Saved entries
------------------------------
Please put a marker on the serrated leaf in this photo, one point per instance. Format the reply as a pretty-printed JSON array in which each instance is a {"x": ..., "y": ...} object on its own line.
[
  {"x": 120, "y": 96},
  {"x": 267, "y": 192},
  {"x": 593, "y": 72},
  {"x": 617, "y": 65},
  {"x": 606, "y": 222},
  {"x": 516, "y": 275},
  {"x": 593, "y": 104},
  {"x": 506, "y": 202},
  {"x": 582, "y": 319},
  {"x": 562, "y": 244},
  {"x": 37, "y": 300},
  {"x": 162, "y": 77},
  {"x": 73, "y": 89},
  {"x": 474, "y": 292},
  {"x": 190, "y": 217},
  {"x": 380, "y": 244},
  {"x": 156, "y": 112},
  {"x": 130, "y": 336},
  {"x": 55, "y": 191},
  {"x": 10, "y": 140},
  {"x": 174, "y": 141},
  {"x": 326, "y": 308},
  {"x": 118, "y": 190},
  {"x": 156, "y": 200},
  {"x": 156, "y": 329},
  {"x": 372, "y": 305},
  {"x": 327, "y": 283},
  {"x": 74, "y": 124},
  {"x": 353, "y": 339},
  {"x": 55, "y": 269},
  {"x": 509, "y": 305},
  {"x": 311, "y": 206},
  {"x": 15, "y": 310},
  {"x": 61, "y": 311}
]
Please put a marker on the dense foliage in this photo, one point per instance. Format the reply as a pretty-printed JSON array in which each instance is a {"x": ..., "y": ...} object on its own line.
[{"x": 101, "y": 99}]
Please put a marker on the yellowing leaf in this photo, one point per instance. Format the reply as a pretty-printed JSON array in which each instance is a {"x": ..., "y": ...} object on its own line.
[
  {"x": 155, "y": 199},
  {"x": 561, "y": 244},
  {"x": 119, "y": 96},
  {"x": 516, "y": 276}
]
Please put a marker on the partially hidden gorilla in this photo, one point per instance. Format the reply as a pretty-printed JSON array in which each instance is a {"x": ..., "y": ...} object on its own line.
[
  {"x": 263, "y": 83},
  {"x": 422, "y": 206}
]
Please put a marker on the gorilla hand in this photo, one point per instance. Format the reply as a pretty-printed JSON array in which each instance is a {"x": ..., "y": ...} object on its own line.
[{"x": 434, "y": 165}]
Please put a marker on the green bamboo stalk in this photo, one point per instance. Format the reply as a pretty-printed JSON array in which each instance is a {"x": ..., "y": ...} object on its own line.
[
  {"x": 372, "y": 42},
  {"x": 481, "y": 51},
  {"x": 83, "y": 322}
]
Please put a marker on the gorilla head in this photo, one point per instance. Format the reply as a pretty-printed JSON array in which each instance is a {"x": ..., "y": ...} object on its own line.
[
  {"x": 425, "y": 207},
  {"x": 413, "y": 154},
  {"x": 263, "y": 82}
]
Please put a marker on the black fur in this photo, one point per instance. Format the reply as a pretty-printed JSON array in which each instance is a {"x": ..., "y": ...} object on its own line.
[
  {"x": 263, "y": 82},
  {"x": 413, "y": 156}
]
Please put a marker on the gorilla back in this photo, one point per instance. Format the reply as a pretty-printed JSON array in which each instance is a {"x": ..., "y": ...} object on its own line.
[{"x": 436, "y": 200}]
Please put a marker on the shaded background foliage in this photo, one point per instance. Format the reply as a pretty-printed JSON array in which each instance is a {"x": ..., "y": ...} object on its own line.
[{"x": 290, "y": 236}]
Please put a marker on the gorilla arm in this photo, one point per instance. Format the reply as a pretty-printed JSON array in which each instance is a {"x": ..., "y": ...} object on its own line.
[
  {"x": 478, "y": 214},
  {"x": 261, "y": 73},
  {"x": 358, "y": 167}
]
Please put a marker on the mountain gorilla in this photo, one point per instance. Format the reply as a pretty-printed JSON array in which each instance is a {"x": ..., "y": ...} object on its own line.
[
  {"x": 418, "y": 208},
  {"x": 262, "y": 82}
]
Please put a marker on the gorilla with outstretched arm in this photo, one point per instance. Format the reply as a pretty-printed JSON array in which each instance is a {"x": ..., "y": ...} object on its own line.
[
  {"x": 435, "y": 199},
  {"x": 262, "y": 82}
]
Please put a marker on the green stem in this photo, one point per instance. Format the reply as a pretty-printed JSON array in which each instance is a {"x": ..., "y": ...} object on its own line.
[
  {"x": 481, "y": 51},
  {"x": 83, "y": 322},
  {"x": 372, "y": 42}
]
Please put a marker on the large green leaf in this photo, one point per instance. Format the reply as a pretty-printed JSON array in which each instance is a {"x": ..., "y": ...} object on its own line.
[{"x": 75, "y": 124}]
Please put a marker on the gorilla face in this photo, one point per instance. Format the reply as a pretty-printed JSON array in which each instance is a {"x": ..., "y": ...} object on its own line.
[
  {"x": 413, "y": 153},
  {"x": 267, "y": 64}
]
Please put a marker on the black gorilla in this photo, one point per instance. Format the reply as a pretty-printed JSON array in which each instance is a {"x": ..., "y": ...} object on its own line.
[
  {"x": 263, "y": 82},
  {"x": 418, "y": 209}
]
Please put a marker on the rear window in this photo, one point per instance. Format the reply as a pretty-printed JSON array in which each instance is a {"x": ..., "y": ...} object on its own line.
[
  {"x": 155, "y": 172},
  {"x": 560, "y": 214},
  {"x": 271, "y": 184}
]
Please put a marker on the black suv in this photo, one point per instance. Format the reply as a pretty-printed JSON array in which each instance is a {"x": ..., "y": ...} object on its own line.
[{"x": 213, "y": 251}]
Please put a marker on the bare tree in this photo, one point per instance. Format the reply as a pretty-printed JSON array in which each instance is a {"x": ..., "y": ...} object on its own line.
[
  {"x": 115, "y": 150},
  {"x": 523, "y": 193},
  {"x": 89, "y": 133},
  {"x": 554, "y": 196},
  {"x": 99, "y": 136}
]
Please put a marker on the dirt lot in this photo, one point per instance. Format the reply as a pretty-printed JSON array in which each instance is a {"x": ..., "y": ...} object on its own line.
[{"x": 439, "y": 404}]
------------------------------
### ACTION ITEM
This exercise asks for every line of the records to be repeated exactly.

### SOLUTION TO THE EXERCISE
Please put a marker on the serrated leaf in this photo, one point per instance. Format the reply as a pretty-printed JSON array in which each instance is a {"x": ..., "y": ...} object on its own line.
[
  {"x": 120, "y": 96},
  {"x": 267, "y": 192},
  {"x": 593, "y": 72},
  {"x": 617, "y": 65},
  {"x": 606, "y": 222},
  {"x": 516, "y": 275},
  {"x": 593, "y": 104},
  {"x": 506, "y": 202},
  {"x": 582, "y": 319},
  {"x": 562, "y": 244},
  {"x": 37, "y": 300},
  {"x": 162, "y": 77},
  {"x": 73, "y": 89},
  {"x": 474, "y": 292},
  {"x": 190, "y": 217},
  {"x": 380, "y": 244},
  {"x": 156, "y": 112},
  {"x": 130, "y": 336},
  {"x": 55, "y": 191},
  {"x": 10, "y": 140},
  {"x": 174, "y": 141},
  {"x": 326, "y": 308},
  {"x": 118, "y": 190},
  {"x": 156, "y": 200},
  {"x": 156, "y": 329},
  {"x": 372, "y": 305},
  {"x": 327, "y": 283},
  {"x": 74, "y": 124},
  {"x": 353, "y": 339},
  {"x": 55, "y": 269},
  {"x": 509, "y": 305},
  {"x": 311, "y": 206},
  {"x": 15, "y": 310},
  {"x": 61, "y": 311}
]
Please put a marker on the dense foliage in this photo, one point per instance. Format the reply as a pretty-printed JSON array in which each instance is a {"x": ..., "y": ...} object on its own line.
[{"x": 101, "y": 99}]
Please put a marker on the yellowing leaf in this photo, one point per instance. Format the reply as a pretty-printed JSON array in which each instance is a {"x": ..., "y": ...} object on its own line.
[
  {"x": 155, "y": 199},
  {"x": 561, "y": 244},
  {"x": 119, "y": 96},
  {"x": 516, "y": 276}
]
Please put a marker on the partially hidden gorilla in this photo, one point per instance. Format the reply as a pretty-printed JSON array in which each instance is a {"x": ..., "y": ...} object on its own line.
[
  {"x": 263, "y": 83},
  {"x": 422, "y": 206}
]
Please put a marker on the gorilla hand in this photo, one point per instance. Format the reply as a pretty-printed JSON array in which each instance is a {"x": ..., "y": ...} object on its own line.
[{"x": 434, "y": 165}]
Please put a marker on the green bamboo stalk in this photo, one point per instance. Format the reply as a pretty-printed JSON array in which each instance is a {"x": ..., "y": ...} object on its own line.
[
  {"x": 372, "y": 42},
  {"x": 481, "y": 51},
  {"x": 83, "y": 322}
]
Please put a marker on the gorilla head in this photo, one point per instance. Format the reply as a pretty-printed JSON array in which each instance is a {"x": ..., "y": ...} object on its own line.
[
  {"x": 425, "y": 207},
  {"x": 413, "y": 154},
  {"x": 263, "y": 82}
]
Please put a marker on the black fur in this photo, one point per instance. Format the reply as a pretty-printed JSON array in which each instance is a {"x": ..., "y": ...} object on its own line.
[
  {"x": 263, "y": 82},
  {"x": 413, "y": 156}
]
Please put a marker on the gorilla back in this photo, one point per instance. Format the reply as a pretty-printed JSON array in which each instance is a {"x": ..., "y": ...} object on its own line.
[{"x": 436, "y": 200}]
Please put a marker on the shaded background foliage in this photo, one point per instance. Format the reply as a pretty-printed JSON array in which each instance is a {"x": ..., "y": ...} object on its own line.
[{"x": 290, "y": 236}]
Please put a marker on the gorilla arm in this photo, one point per instance. Format the reply as a pretty-printed JSON array in which each instance is a {"x": ..., "y": ...} object on its own line.
[
  {"x": 478, "y": 214},
  {"x": 261, "y": 73},
  {"x": 358, "y": 167}
]
Please put a marker on the mountain gorilla in this photo, one point per instance. Format the reply as a pretty-printed JSON array in which each instance is a {"x": ..., "y": ...} object on its own line.
[
  {"x": 418, "y": 208},
  {"x": 262, "y": 82}
]
Please put a marker on the gorilla with outstretched arm in this photo, one point per instance. Format the reply as a pretty-printed JSON array in which each instance is a {"x": ..., "y": ...} object on its own line.
[
  {"x": 435, "y": 199},
  {"x": 262, "y": 82}
]
Please put a marker on the green stem in this photo, one point per instance. Format the reply as a pretty-printed JSON array in which each instance is a {"x": ..., "y": ...} object on its own line.
[
  {"x": 481, "y": 51},
  {"x": 83, "y": 322},
  {"x": 372, "y": 42}
]
Please put a marker on the large green leaf in this photo, one point per instance. Format the reply as a pretty-printed JSON array in which each instance is a {"x": ..., "y": ...} object on its own line.
[{"x": 75, "y": 124}]
Please put a marker on the gorilla face in this photo, one point per instance. Format the reply as a pretty-printed JSON array in which each instance is a {"x": ..., "y": ...} object on its own line.
[
  {"x": 413, "y": 153},
  {"x": 267, "y": 64}
]
Please put a marker on the black gorilla in this photo, one point per instance. Format the reply as a pretty-printed JSON array in which each instance is a {"x": ..., "y": ...} object on its own line.
[
  {"x": 263, "y": 82},
  {"x": 418, "y": 209}
]
Please put a marker on the rear window in this photo, one point per instance. Format the reply as a pretty-printed JSON array in which each instance is a {"x": ..., "y": ...} object on its own line.
[
  {"x": 155, "y": 172},
  {"x": 560, "y": 214},
  {"x": 271, "y": 184}
]
Please put a marker on the black suv in this photo, one point per instance. Format the reply as a pretty-printed JSON array in which each instance is a {"x": ..., "y": ...} object on its own line.
[{"x": 213, "y": 251}]
Please put a marker on the bare tree in this photo, one point per instance. Format the reply as a pretty-printed JSON array in which each instance is a {"x": ..., "y": ...} object on its own line.
[
  {"x": 115, "y": 150},
  {"x": 523, "y": 193},
  {"x": 89, "y": 133},
  {"x": 554, "y": 196},
  {"x": 99, "y": 136}
]
Please put a marker on the dirt lot in this photo, one point per instance. Format the reply as a pretty-printed JSON array in which each instance is a {"x": ..., "y": ...} object on its own line.
[{"x": 439, "y": 404}]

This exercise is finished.